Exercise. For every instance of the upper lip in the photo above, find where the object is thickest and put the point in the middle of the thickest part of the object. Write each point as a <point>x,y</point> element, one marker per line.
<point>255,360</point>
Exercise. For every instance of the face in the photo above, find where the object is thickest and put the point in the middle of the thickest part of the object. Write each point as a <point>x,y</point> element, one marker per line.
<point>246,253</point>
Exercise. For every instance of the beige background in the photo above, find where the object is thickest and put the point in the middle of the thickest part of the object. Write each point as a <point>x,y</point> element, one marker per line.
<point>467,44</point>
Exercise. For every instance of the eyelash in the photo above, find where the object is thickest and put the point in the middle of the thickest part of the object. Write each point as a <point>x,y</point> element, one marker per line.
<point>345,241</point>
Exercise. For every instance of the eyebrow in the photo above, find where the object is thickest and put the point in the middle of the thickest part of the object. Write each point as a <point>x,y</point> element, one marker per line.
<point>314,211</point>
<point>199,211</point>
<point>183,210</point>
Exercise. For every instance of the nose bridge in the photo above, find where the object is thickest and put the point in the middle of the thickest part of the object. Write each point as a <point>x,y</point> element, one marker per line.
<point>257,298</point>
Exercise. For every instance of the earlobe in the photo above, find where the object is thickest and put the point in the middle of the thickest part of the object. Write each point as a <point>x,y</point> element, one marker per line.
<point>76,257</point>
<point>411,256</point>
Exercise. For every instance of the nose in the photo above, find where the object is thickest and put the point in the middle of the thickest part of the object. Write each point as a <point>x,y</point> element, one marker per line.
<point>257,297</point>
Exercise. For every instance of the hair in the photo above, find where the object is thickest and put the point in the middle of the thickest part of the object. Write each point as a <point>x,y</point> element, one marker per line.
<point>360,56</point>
#####
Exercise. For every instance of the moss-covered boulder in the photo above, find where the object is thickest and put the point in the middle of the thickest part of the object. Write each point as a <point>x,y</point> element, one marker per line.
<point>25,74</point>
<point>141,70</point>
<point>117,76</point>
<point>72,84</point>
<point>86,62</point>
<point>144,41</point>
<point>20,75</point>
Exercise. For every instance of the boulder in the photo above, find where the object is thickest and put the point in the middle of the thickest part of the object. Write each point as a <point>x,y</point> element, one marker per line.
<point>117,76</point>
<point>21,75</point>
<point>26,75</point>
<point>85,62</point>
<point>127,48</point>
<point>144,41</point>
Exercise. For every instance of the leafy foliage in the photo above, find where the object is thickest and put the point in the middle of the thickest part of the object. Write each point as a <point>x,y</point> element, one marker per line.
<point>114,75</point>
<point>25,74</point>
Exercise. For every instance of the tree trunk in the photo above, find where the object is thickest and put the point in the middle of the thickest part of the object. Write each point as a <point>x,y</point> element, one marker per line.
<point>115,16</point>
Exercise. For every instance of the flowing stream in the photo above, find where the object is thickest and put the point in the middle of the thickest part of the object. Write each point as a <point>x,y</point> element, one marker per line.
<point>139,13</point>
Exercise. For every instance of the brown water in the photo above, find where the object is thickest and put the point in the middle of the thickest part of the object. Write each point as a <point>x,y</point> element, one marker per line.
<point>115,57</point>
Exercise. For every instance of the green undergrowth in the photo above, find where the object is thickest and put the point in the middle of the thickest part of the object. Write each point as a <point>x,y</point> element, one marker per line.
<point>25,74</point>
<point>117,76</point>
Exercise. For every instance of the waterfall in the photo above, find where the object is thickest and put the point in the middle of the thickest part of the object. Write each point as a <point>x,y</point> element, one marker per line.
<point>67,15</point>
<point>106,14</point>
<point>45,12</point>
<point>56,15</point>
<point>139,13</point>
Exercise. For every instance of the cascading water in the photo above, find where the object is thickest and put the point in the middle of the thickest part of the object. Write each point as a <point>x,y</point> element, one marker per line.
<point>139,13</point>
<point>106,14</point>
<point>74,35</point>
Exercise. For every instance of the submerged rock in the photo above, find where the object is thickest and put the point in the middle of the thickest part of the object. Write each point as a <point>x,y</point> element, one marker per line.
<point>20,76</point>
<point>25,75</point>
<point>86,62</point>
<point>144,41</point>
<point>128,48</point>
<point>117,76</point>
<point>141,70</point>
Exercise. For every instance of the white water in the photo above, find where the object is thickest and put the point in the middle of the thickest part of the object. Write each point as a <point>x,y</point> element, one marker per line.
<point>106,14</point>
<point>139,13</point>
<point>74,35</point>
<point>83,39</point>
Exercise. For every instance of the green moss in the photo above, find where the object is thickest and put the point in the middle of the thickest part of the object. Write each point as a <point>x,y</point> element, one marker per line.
#####
**Task objective**
How many lines of the material above contain the string "boulder"? Case counts. Reply with the number only.

**Exercise solution**
2